- [ENTRIES SHOWN]
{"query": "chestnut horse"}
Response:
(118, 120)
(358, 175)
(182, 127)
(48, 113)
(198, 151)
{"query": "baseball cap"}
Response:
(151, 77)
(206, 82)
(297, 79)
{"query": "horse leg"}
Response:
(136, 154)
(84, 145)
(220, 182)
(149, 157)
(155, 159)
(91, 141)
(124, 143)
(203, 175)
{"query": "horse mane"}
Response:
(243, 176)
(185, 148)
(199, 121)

==

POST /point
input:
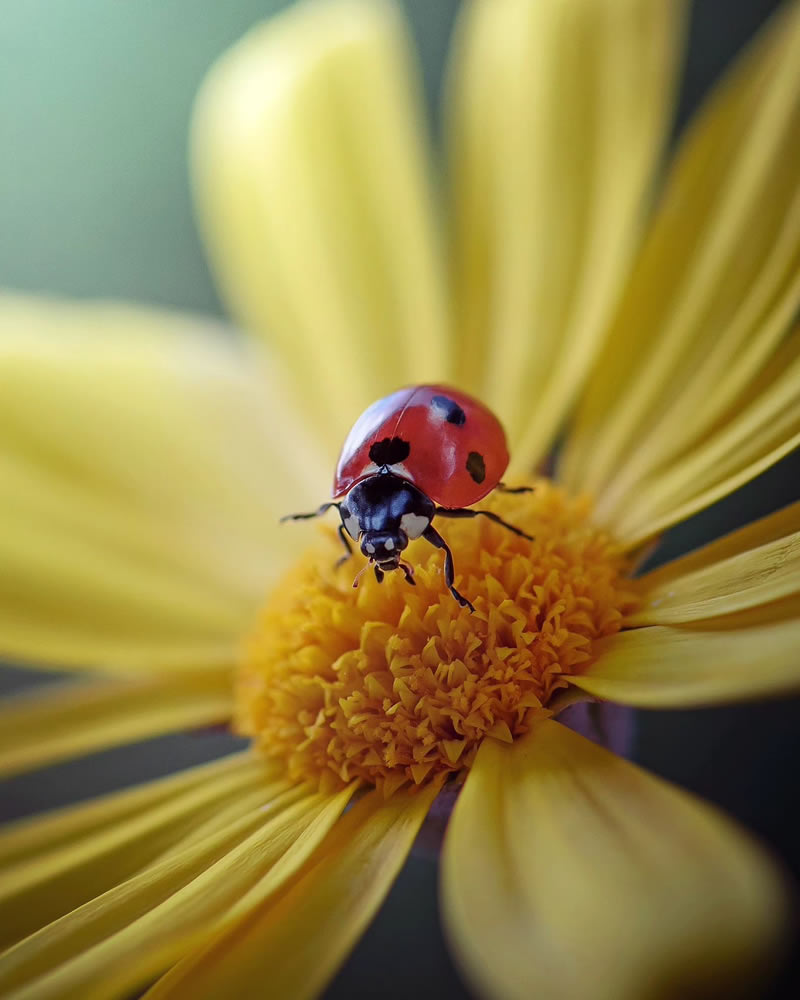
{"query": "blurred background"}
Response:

- [WHAT YOU NEED TO DO] Whenever a line of the data above holds the word "query", it counts once; report the total number of such lines and nothing more.

- [TASK RESPONSE] 5